### Exercise aim
Rewrite every line of the items below as a Markdown table with two columns, Row and Line, skipping any blank lines.

### Data entries
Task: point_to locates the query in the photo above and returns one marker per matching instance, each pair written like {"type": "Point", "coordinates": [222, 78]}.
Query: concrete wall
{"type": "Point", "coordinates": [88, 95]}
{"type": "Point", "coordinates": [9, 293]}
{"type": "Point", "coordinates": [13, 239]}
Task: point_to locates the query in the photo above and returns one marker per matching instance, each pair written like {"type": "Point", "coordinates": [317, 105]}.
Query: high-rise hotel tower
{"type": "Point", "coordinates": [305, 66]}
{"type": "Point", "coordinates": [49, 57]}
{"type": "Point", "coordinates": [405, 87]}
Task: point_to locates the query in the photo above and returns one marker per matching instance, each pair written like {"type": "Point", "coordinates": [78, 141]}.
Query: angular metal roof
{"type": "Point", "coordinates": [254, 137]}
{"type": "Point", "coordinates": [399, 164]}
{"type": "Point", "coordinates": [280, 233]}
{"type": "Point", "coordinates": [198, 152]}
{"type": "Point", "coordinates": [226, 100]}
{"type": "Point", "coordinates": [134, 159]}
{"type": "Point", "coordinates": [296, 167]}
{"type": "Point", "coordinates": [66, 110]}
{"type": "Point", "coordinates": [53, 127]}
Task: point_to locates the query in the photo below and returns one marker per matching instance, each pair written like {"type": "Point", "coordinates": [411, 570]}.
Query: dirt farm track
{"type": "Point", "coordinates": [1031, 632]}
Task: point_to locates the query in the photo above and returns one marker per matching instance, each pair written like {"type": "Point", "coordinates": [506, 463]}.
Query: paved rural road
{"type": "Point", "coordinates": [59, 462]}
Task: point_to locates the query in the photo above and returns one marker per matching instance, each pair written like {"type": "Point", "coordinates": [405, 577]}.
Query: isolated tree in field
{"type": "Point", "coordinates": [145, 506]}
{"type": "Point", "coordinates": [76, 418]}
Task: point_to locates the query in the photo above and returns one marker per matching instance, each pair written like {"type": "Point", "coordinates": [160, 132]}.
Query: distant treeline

### Answer to this task
| Row | Line |
|---|---|
| 1 | Task: point_to locates the query in the photo above and returns one marker per matching instance, each pair written like {"type": "Point", "coordinates": [222, 78]}. |
| 2 | Query: concrete wall |
| 3 | {"type": "Point", "coordinates": [88, 95]} |
| 4 | {"type": "Point", "coordinates": [9, 293]} |
| 5 | {"type": "Point", "coordinates": [13, 239]} |
| 6 | Task: point_to locates the query in the photo above and returns one marker per matching instance, each pair written like {"type": "Point", "coordinates": [317, 105]}. |
| 7 | Query: high-rise hotel tower |
| 8 | {"type": "Point", "coordinates": [305, 66]} |
| 9 | {"type": "Point", "coordinates": [49, 57]} |
| 10 | {"type": "Point", "coordinates": [405, 87]} |
| 11 | Task: point_to locates the query in the photo above and returns one marker per matching instance, each pair written like {"type": "Point", "coordinates": [78, 141]}. |
| 12 | Query: angular metal roof |
| 13 | {"type": "Point", "coordinates": [254, 137]} |
| 14 | {"type": "Point", "coordinates": [399, 164]} |
| 15 | {"type": "Point", "coordinates": [280, 233]} |
| 16 | {"type": "Point", "coordinates": [198, 152]} |
| 17 | {"type": "Point", "coordinates": [226, 100]} |
| 18 | {"type": "Point", "coordinates": [134, 159]} |
| 19 | {"type": "Point", "coordinates": [296, 167]} |
| 20 | {"type": "Point", "coordinates": [66, 110]} |
| 21 | {"type": "Point", "coordinates": [53, 127]} |
| 22 | Task: point_to locates the query in the photo below and returns one marker per matching instance, each pair written like {"type": "Point", "coordinates": [411, 570]}. |
| 23 | Query: dirt farm track |
| 24 | {"type": "Point", "coordinates": [1031, 632]} |
| 25 | Task: point_to locates the query in the photo above and returns one marker per matching instance, each pair written like {"type": "Point", "coordinates": [506, 463]}. |
| 26 | Query: paved rural road |
| 27 | {"type": "Point", "coordinates": [59, 462]} |
| 28 | Task: point_to locates the query in the photo above and returns one marker per matching instance, each pair written like {"type": "Point", "coordinates": [405, 577]}. |
| 29 | Query: isolated tree in field |
| 30 | {"type": "Point", "coordinates": [145, 506]} |
| 31 | {"type": "Point", "coordinates": [76, 418]} |
| 32 | Task: point_to locates the query in the photo above and returns one marker per matching instance, each pair written like {"type": "Point", "coordinates": [160, 132]}. |
| 33 | Query: distant treeline |